◆ TEXT SECTION:
■ ■ ■ ■ ■ ■ ■

No Games Today
If there were any doubts that baseball is our national sport, the events of last week should have dispelled them. A ruling by Federal Judge Henry F. Werker led to the first strike with a season in progress in the history of major league American sport. The judge ended his decision with the ironic, plaintive and paradoxical words, "PLAY BALL!!!" Then, by heaven, they played ball.
Oh yes they did. In San Diego they played Fantasy Baseball. The creation of Paul Palmer, vice-president and general manager of television station KFMB, Fantasy Baseball is a series of highlights from old tapes, in which the Padres win every game and storm into first place. In Houston the Astros were still playing. Well, sort of. Radio station KENR filled airtime with re-creations of past games, and The Houston Post reprinted its original stories on them. And on Ted Turner's nationwide cable-TV channel, Ronald Reagan was pitching his way to glory as Grover Cleveland Alexander in The Winning Team.

■ ■ ■ ■ ■ ■ ■

◆ DATA SECTION:
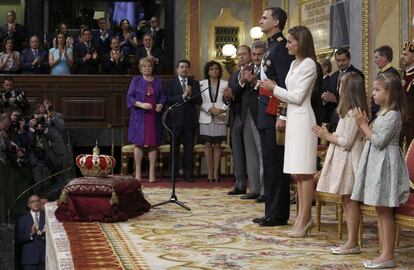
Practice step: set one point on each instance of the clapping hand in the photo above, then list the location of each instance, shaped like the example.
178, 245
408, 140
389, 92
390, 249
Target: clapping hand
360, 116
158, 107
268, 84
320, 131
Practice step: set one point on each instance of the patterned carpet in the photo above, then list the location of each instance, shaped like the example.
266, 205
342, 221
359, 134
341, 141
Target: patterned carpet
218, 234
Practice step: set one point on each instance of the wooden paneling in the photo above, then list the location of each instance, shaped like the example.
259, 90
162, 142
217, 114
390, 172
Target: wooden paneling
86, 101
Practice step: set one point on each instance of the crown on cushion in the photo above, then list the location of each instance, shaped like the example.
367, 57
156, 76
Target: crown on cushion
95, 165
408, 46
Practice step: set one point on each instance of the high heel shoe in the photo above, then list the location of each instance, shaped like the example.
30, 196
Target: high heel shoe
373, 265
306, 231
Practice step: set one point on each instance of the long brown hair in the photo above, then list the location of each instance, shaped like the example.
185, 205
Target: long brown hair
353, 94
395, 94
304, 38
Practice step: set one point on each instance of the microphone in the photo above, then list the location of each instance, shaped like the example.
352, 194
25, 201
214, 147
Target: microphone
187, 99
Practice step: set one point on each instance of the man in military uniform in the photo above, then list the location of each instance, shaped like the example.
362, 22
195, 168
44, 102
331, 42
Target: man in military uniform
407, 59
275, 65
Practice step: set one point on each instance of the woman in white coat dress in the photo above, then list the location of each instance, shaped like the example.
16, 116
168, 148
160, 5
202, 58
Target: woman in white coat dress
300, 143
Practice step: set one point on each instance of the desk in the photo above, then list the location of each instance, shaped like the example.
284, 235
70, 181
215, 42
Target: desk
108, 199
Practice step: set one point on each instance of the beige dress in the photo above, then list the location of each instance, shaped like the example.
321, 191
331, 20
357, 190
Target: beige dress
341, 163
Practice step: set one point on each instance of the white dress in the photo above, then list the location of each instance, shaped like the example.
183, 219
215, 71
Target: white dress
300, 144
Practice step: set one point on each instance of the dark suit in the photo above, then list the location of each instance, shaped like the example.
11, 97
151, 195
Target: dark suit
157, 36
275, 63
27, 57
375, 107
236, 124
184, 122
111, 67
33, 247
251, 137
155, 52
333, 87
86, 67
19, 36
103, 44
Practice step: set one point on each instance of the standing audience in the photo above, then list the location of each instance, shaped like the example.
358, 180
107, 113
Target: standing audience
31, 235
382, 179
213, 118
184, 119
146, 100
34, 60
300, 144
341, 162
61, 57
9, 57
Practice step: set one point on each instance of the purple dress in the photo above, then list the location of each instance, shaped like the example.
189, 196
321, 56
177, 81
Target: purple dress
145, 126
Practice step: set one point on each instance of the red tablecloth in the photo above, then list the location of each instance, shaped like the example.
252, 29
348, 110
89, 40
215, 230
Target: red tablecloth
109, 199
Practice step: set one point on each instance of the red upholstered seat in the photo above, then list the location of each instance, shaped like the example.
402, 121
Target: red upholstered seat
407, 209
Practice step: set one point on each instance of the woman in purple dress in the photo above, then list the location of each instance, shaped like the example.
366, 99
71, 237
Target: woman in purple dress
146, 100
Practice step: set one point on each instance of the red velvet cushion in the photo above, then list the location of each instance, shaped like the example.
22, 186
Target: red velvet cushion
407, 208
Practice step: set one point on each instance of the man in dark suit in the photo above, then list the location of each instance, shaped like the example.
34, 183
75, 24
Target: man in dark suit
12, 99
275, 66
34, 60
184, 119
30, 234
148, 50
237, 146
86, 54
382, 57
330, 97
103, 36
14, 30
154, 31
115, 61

■ ■ ■ ■ ■ ■ ■

◆ WHAT IS ASKED:
Answer the following from the baseball strike text:
(a) Which federal judge issued the ruling that led to the strike?
(b) At which television station was the creator of Fantasy Baseball vice-president and general manager?
(c) In which film was Ronald Reagan shown playing Grover Cleveland Alexander?

◆ EXERCISE RESPONSE:
(a) Henry F. Werker
(b) KFMB
(c) The Winning Team